## BEGIN ENTRIES SUPPLIED

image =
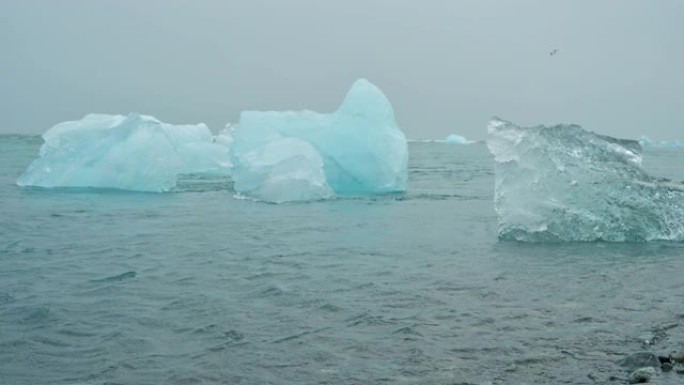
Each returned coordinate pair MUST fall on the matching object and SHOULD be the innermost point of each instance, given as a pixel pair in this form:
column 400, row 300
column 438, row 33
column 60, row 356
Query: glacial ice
column 300, row 156
column 457, row 139
column 134, row 152
column 562, row 183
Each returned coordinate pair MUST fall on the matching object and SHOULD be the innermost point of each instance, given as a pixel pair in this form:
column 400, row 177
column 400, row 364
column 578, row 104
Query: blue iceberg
column 562, row 183
column 645, row 141
column 457, row 139
column 301, row 156
column 134, row 152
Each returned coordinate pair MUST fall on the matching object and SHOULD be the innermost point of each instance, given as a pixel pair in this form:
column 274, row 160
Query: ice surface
column 647, row 142
column 456, row 139
column 134, row 152
column 295, row 156
column 562, row 183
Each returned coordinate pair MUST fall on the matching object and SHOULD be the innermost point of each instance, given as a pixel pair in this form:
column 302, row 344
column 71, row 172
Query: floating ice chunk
column 562, row 183
column 647, row 142
column 282, row 170
column 357, row 150
column 136, row 152
column 457, row 139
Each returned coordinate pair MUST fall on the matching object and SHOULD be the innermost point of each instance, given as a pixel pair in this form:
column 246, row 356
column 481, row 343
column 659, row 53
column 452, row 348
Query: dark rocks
column 677, row 357
column 641, row 375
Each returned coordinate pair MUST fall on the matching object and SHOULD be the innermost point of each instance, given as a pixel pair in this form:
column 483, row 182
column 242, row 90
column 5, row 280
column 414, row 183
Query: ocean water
column 196, row 287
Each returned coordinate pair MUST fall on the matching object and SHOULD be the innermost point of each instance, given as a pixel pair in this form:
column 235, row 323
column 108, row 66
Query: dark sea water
column 196, row 287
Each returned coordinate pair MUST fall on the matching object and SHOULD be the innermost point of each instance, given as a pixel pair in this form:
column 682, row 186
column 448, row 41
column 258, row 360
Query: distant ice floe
column 135, row 152
column 297, row 156
column 562, row 183
column 647, row 142
column 457, row 139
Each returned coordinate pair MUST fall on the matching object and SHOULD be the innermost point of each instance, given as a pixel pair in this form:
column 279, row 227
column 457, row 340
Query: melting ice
column 562, row 183
column 134, row 152
column 305, row 155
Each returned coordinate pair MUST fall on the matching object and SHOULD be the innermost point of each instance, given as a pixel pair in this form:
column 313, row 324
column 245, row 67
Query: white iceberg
column 299, row 156
column 457, row 139
column 562, row 183
column 134, row 152
column 645, row 141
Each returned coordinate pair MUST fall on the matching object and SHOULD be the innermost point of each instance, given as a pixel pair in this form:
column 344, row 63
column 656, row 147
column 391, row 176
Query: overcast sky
column 447, row 66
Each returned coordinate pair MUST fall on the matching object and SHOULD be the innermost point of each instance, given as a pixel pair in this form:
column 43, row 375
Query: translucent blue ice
column 134, row 152
column 562, row 183
column 456, row 139
column 297, row 156
column 648, row 142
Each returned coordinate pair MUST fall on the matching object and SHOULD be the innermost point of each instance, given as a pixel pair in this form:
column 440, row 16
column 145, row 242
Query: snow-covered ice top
column 305, row 155
column 563, row 183
column 135, row 152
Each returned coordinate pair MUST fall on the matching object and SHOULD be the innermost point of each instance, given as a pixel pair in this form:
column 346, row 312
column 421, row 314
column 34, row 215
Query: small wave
column 118, row 277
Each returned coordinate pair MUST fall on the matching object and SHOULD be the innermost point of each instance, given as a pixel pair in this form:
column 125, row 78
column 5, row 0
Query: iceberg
column 562, row 183
column 457, row 139
column 301, row 156
column 135, row 152
column 645, row 141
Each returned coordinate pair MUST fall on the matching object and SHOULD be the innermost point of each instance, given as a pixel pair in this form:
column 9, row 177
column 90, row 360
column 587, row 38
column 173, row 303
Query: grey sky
column 446, row 66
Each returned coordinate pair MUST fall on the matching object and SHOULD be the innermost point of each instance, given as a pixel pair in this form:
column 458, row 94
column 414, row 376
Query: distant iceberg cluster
column 135, row 152
column 562, row 183
column 271, row 156
column 647, row 142
column 457, row 139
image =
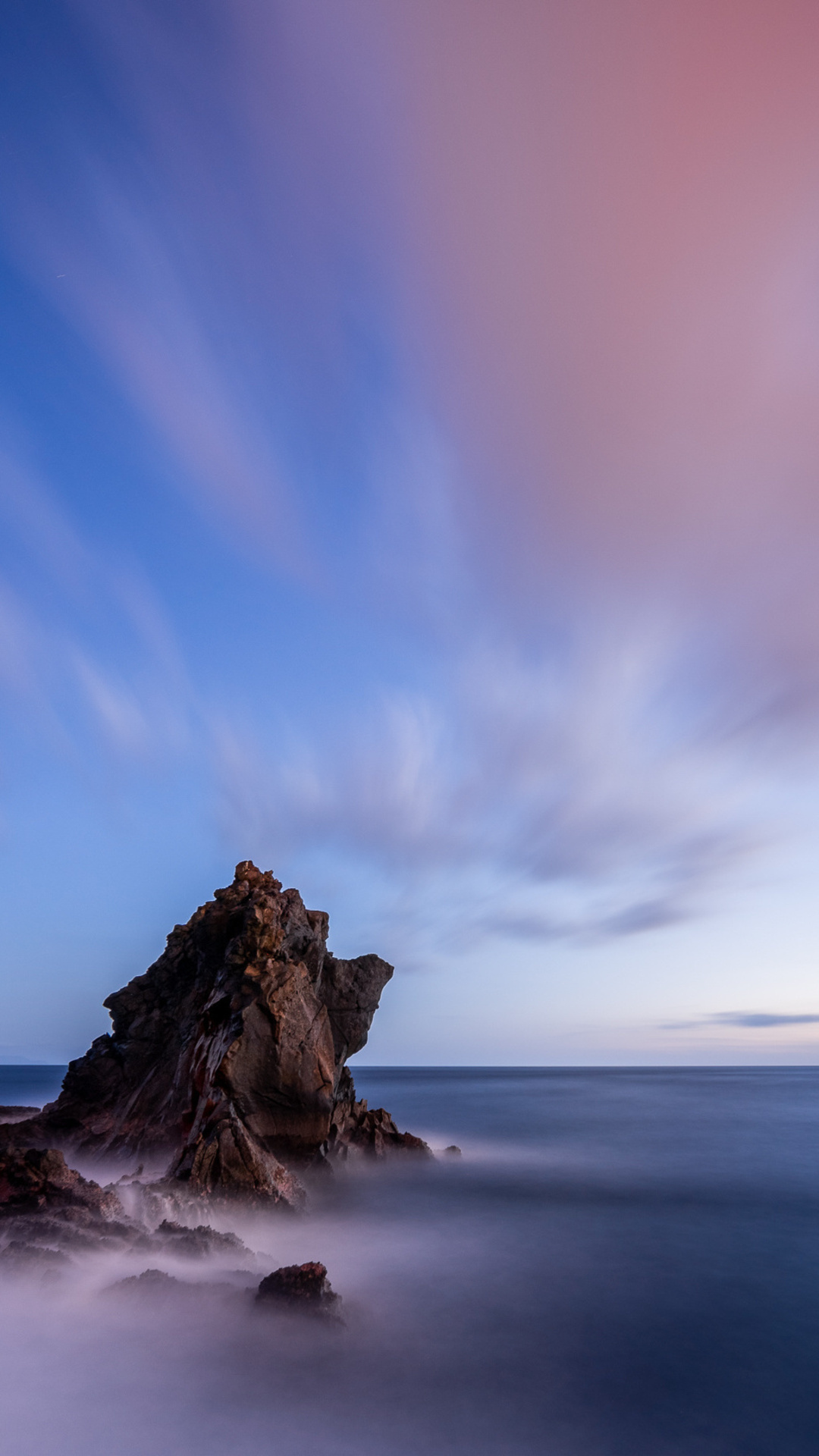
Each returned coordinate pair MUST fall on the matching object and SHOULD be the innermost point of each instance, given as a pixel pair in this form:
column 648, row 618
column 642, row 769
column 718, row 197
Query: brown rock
column 228, row 1056
column 37, row 1180
column 299, row 1286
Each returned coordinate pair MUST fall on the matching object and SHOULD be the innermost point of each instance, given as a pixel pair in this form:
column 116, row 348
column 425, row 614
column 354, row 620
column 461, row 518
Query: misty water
column 623, row 1261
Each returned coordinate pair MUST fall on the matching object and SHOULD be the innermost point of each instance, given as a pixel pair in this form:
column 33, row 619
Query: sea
column 617, row 1263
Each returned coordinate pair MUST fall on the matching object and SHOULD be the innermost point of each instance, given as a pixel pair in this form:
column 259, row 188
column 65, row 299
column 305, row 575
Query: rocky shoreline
column 223, row 1075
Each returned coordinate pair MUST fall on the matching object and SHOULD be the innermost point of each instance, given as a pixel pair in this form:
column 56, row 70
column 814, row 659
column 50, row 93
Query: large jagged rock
column 228, row 1056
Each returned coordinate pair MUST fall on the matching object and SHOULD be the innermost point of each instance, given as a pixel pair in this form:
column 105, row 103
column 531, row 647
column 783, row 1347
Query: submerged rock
column 36, row 1180
column 299, row 1286
column 226, row 1060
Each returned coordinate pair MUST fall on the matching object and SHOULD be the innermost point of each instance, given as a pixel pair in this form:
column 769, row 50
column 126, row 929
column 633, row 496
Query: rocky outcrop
column 299, row 1286
column 226, row 1060
column 357, row 1130
column 36, row 1181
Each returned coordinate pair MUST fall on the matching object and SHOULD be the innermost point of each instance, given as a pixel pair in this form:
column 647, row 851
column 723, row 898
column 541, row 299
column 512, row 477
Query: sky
column 410, row 481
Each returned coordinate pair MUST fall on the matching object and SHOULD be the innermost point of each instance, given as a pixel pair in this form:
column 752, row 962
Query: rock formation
column 299, row 1286
column 226, row 1059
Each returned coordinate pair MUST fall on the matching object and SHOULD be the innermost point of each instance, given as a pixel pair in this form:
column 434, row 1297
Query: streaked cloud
column 751, row 1019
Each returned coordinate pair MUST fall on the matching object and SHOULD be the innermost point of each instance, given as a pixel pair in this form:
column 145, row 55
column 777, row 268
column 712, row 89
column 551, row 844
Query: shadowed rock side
column 228, row 1055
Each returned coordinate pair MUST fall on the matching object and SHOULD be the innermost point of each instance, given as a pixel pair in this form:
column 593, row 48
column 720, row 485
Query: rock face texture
column 37, row 1181
column 228, row 1056
column 299, row 1286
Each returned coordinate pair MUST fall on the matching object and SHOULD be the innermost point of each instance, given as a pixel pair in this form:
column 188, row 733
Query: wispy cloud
column 752, row 1019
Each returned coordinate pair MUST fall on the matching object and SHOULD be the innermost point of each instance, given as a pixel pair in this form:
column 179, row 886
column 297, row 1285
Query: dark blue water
column 30, row 1087
column 623, row 1263
column 649, row 1273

## END ENTRIES SUPPLIED

TASK:
Can you restate all the records above word for word while dropping the pictures?

FINAL RESULT:
image =
Each returned coordinate pair MUST fall on the matching object and SHOULD be the innermost point of each instance, given as a pixel pair in this form:
column 400, row 300
column 438, row 33
column 60, row 356
Query: glacial ice
column 300, row 156
column 457, row 139
column 134, row 152
column 562, row 183
Each returned coordinate pair MUST fall on the matching object and SHOULD be the innermost point of each instance, given as a pixel pair in this form:
column 400, row 177
column 400, row 364
column 578, row 104
Query: blue iceberg
column 562, row 183
column 645, row 141
column 457, row 139
column 301, row 156
column 134, row 152
Each returned coordinate pair MUST fall on the matching object and SHOULD be the innermost point of each instance, given as a pixel pair in this form:
column 274, row 160
Query: ice surface
column 647, row 142
column 456, row 139
column 134, row 152
column 295, row 156
column 562, row 183
Each returned coordinate pair MUST fall on the matching object and SHOULD be the innermost point of each instance, given as a pixel pair in this form:
column 302, row 344
column 71, row 172
Query: floating ice chunk
column 562, row 183
column 647, row 142
column 282, row 170
column 357, row 150
column 136, row 152
column 457, row 139
Each returned coordinate pair MUST fall on the matching object and SHOULD be the innermost point of each instance, given as a pixel pair in this form:
column 246, row 356
column 481, row 343
column 659, row 53
column 452, row 348
Query: dark rocks
column 677, row 357
column 641, row 375
Each returned coordinate pair MUST fall on the matching object and SHOULD be the innermost point of each instance, given as a pixel pair in this form:
column 483, row 182
column 242, row 90
column 5, row 280
column 414, row 183
Query: ocean water
column 196, row 287
Each returned coordinate pair MUST fall on the matching object and SHOULD be the innermost point of each instance, given as a pixel pair in this form:
column 235, row 323
column 108, row 66
Query: dark sea water
column 196, row 287
Each returned coordinate pair MUST fall on the matching object and SHOULD be the innermost point of each instance, given as a pixel pair in this form:
column 682, row 186
column 448, row 41
column 258, row 360
Query: distant ice floe
column 135, row 152
column 297, row 156
column 562, row 183
column 647, row 142
column 457, row 139
Each returned coordinate pair MUST fall on the matching object and SHOULD be the innermost point of each instance, given as a pixel pair in this form:
column 279, row 227
column 457, row 340
Query: melting ice
column 562, row 183
column 134, row 152
column 305, row 155
Each returned coordinate pair MUST fall on the matching object and SHOULD be the innermost point of each instance, given as a pixel pair in this form:
column 313, row 324
column 245, row 67
Query: white iceberg
column 299, row 156
column 457, row 139
column 562, row 183
column 134, row 152
column 645, row 141
Each returned coordinate pair MUST fall on the matching object and SHOULD be the innermost point of each instance, given as a pixel pair in this form:
column 344, row 63
column 656, row 147
column 391, row 176
Query: overcast sky
column 447, row 66
Each returned coordinate pair MUST fall on the matching object and SHOULD be the innermost point of each instance, given as a pixel pair in this form:
column 43, row 375
Query: translucent blue ice
column 134, row 152
column 562, row 183
column 456, row 139
column 297, row 156
column 648, row 142
Each returned coordinate pair MUST fall on the matching object and SHOULD be the innermost point of each instance, given as a pixel pair in this form:
column 440, row 16
column 145, row 242
Query: snow-covered ice top
column 305, row 155
column 563, row 183
column 135, row 152
Each returned coordinate pair MUST fall on the matching object and SHOULD be the innermost point of each instance, given as a pixel pair in this form:
column 346, row 312
column 421, row 314
column 34, row 215
Query: small wave
column 118, row 277
Each returned coordinate pair MUST fall on the matching object and SHOULD be the innermost point of each instance, given as a pixel pair in this form:
column 125, row 78
column 5, row 0
Query: iceberg
column 562, row 183
column 457, row 139
column 301, row 156
column 135, row 152
column 645, row 141
Each returned coordinate pair MUST fall on the matching object and SHOULD be the innermost point of each instance, given as a pixel pair in this form:
column 9, row 177
column 90, row 360
column 587, row 38
column 173, row 303
Query: grey sky
column 446, row 66
Each returned coordinate pair MUST fall on the matching object and SHOULD be the innermost point of each instance, given as a pixel pair in this form:
column 458, row 94
column 414, row 376
Query: distant iceberg cluster
column 135, row 152
column 562, row 183
column 271, row 156
column 647, row 142
column 457, row 139
image =
Each returned coordinate pair MUST fall on the matching object and SHOULD be the innermost point of each instance, given as a pixel pair in this form:
column 648, row 618
column 642, row 769
column 718, row 197
Query: brown rock
column 228, row 1056
column 37, row 1180
column 299, row 1286
Each returned coordinate pair MUST fall on the matching object and SHOULD be the innermost point of each instance, given as a pixel pair in this form:
column 116, row 348
column 425, row 614
column 354, row 620
column 461, row 518
Query: misty water
column 623, row 1261
Each returned coordinate pair MUST fall on the matching object and SHOULD be the innermost point of each instance, given as a pixel pair in this form:
column 33, row 619
Query: sea
column 617, row 1263
Each returned coordinate pair MUST fall on the matching object and SHOULD be the innermost point of each instance, given as a pixel pair in this form:
column 259, row 188
column 65, row 299
column 305, row 575
Query: rocky shoreline
column 223, row 1075
Each returned coordinate pair MUST fall on the matching object and SHOULD be the innermost point of each instance, given as a pixel pair in this form:
column 56, row 70
column 814, row 659
column 50, row 93
Query: large jagged rock
column 228, row 1056
Each returned coordinate pair MUST fall on the matching object and SHOULD be the innermost point of each instance, given as a pixel pair in this form:
column 105, row 103
column 531, row 647
column 783, row 1347
Query: submerged rock
column 36, row 1180
column 299, row 1286
column 226, row 1060
Each returned coordinate pair MUST fall on the matching object and SHOULD be the innermost point of each instance, given as a pixel pair in this form:
column 769, row 50
column 126, row 929
column 633, row 496
Query: rocky outcrop
column 299, row 1286
column 226, row 1060
column 357, row 1130
column 36, row 1181
Each returned coordinate pair MUST fall on the matching object and SHOULD be the innermost point of each instance, given as a pixel pair in this form:
column 647, row 851
column 723, row 898
column 541, row 299
column 512, row 477
Query: sky
column 410, row 481
Each returned coordinate pair MUST fall on the matching object and SHOULD be the innermost point of each instance, given as a pixel pair in this form:
column 752, row 962
Query: rock formation
column 299, row 1286
column 226, row 1059
Each returned coordinate pair MUST fall on the matching object and SHOULD be the innermost point of each instance, given as a pixel pair in this form:
column 434, row 1297
Query: streaked cloud
column 751, row 1019
Each returned coordinate pair MUST fall on the matching object and SHOULD be the innermost point of each instance, given as a pixel pair in this form:
column 145, row 55
column 777, row 268
column 712, row 89
column 551, row 844
Query: shadowed rock side
column 228, row 1055
Each returned coordinate pair MUST fall on the matching object and SHOULD be the innermost point of each instance, given as a pixel pair in this form:
column 593, row 48
column 720, row 485
Query: rock face texture
column 37, row 1181
column 228, row 1056
column 299, row 1286
Each returned coordinate pair MUST fall on the matching object and SHOULD be the innermost point of each instance, given as a pixel pair in this form:
column 188, row 733
Query: wispy cloud
column 752, row 1019
Each returned coordinate pair MUST fall on the matching object and SHOULD be the innermost point of each instance, given as a pixel pair in this form:
column 179, row 886
column 297, row 1285
Query: dark blue water
column 30, row 1087
column 623, row 1263
column 649, row 1273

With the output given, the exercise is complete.